RECORDS PROVIDED →
--
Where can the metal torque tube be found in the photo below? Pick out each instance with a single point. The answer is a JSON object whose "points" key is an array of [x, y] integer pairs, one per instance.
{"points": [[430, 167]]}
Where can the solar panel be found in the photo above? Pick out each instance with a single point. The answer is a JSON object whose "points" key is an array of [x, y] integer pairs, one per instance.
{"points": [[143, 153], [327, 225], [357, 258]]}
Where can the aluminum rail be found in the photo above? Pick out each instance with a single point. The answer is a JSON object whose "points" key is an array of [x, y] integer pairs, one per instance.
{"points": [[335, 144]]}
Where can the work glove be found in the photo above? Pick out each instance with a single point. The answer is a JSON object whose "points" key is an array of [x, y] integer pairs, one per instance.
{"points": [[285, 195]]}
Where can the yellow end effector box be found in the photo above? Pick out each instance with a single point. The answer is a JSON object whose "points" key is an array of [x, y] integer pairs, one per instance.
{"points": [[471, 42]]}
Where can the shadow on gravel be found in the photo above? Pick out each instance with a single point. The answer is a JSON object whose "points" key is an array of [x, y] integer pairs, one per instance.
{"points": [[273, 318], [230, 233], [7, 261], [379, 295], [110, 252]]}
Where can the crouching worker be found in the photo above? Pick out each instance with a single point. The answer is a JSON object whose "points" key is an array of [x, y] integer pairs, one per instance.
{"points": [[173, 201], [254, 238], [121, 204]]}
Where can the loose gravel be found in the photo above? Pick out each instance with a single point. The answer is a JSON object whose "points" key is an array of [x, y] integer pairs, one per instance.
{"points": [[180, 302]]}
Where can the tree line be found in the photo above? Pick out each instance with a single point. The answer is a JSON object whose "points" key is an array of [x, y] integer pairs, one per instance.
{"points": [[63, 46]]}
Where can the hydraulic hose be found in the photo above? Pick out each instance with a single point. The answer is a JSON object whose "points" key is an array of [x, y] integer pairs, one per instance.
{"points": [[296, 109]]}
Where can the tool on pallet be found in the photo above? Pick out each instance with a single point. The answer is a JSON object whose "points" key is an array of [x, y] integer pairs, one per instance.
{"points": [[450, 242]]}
--
WHAT NEEDS TO BE DONE → Update every line of the listing above so that "Pick out" becomes "Mark", and keep everything else unchanged.

OUTPUT FOR THIS TASK →
Where can the metal torque tube be found in the photo below? Mark each instance with a single point. The answer is a JSON object whose "points" key is an array of [x, y] integer pairs, one per instance.
{"points": [[430, 167]]}
Where can the solar panel be found in the photo above? Mark each instance with a single point. The answer is a JSON object whose "points" key is an array of [x, y] integer pairs, one per instance.
{"points": [[143, 153], [327, 225], [357, 258]]}
Where can the aluminum rail be found in the photo above? Mark each instance with a single point. The answer is a JSON object whose "points" key is an array of [x, y] integer pairs, one per instance.
{"points": [[335, 144]]}
Where can the work glove be found in the photo above? Mark each instance with a single point. The answer is a JSON object whose "points" key is an array of [x, y] integer pairs, one per instance.
{"points": [[285, 195]]}
Where can the yellow end effector box be found in the photo above? Mark each instance with a single point. The answer is a JSON object whose "points" key is an array of [x, y] integer pairs, one per instance.
{"points": [[471, 42]]}
Where can the shadow on gravel be found in the photo above? Mark each instance with a single point. The answer is a JSON object whose "points" key is an array of [x, y] integer pairs, one per instance.
{"points": [[273, 318], [230, 233], [7, 261], [379, 295], [110, 252]]}
Where can the crouching worker be found in the photo above? Mark each instance with a single point. The answer is a JSON object whose "points" key is an array of [x, y] integer pairs, one per instance.
{"points": [[173, 201], [254, 238], [121, 204]]}
Where can the loose gravel be found in the photo above? Mark each instance with a single point. The answer is a JSON object whose "points" key is an array of [x, y] integer pairs, one per instance.
{"points": [[180, 302]]}
Where can the tree line be found in the photo above? Mark each instance with a single point. The answer is a JSON object whose "points" key is an array of [x, y] integer pairs, one per instance.
{"points": [[63, 46]]}
Where can the hydraulic hose be found in the photo above? Mark each instance with a single point. The answer is a JSON object whose "points" key is an array of [x, y] integer pairs, one per instance.
{"points": [[296, 109]]}
Where can the tool on pallet be found in the photo above? Mark each instance with a single point. The answer is a JSON object whose "points" key is an array of [x, y] integer pairs, one per instance.
{"points": [[450, 242]]}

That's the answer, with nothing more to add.